[Written task]: Transcribe the listing below line by line, reproducing every word, number, and bracket without any change.

[Data section]:
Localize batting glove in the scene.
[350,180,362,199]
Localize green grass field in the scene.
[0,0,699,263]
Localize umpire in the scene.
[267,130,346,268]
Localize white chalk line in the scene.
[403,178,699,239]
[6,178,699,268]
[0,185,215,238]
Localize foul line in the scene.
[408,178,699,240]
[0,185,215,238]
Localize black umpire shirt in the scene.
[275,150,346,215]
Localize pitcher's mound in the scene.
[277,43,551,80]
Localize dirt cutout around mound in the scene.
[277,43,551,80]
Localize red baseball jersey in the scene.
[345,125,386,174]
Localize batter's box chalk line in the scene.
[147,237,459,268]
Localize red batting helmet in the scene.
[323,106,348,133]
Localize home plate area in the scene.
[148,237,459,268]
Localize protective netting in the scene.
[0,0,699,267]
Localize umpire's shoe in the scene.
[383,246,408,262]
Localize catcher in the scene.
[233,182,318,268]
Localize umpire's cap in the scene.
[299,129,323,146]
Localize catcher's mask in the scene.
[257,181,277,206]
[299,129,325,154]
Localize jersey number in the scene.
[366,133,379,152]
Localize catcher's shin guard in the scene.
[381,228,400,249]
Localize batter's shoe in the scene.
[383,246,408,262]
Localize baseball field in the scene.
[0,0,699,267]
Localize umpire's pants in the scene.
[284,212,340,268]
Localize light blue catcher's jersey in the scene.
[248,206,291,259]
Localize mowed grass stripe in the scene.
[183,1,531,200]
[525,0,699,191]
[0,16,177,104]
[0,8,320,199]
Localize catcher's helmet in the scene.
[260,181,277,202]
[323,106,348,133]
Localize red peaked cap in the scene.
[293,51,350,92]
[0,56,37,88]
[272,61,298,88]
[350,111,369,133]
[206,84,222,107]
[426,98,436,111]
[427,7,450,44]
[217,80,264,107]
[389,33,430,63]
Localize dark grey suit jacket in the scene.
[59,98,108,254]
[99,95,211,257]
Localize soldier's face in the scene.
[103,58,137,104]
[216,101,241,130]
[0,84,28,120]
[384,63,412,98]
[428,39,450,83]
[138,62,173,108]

[Correct response]:
Localize batting glove in the scene.
[350,180,362,199]
Localize green grass field in the scene.
[0,0,699,263]
Localize umpire in the scene.
[267,130,346,268]
Localize white chalk line in the scene.
[403,178,699,239]
[6,178,699,268]
[0,185,215,238]
Localize foul line in the scene.
[408,178,699,240]
[0,185,215,238]
Localize black umpire shirt in the scene.
[275,150,346,215]
Localize pitcher's mound in the scene.
[277,43,551,80]
Localize dirt cutout around mound in the scene.
[277,43,551,80]
Localize red baseball jersey in the scene.
[345,125,386,174]
Localize batter's box chalk line in the scene.
[147,237,459,268]
Localize red batting helmet in the scene.
[323,106,348,133]
Localize home plate area in the scene.
[148,237,459,268]
Localize protective netting in the scene.
[0,0,699,267]
Localize umpire's shoe in the scene.
[383,246,408,262]
Localize catcher in the scene.
[233,182,318,268]
Localize umpire's cap in the scene.
[299,129,323,146]
Localize catcher's mask in the scene.
[257,181,277,206]
[299,129,325,154]
Localize jersey number in the scene.
[366,133,379,152]
Localize catcher's shin guard in the scene.
[381,228,400,249]
Localize batter's shoe in the scene.
[383,246,408,262]
Localize baseball field in the scene.
[0,0,699,267]
Localize umpire's pants in the scene.
[284,212,340,268]
Localize light blue catcher's jersey in the scene.
[248,206,291,259]
Localize mowed grass stripe in the scene.
[183,1,531,200]
[525,0,699,191]
[0,16,177,104]
[0,8,320,199]
Localize catcher's helmet in the scene.
[260,181,277,202]
[323,106,348,133]
Localize red peaked cap in the scene.
[293,51,350,92]
[0,56,37,88]
[272,61,298,88]
[350,111,369,133]
[206,84,222,107]
[426,98,436,111]
[427,7,450,44]
[217,80,264,107]
[389,33,430,63]
Localize dark grey suit jacket in the scene.
[59,98,108,254]
[99,95,211,257]
Localize soldier's face in the scene.
[103,58,137,104]
[216,101,241,130]
[0,84,28,120]
[384,63,412,98]
[428,39,450,83]
[138,62,173,108]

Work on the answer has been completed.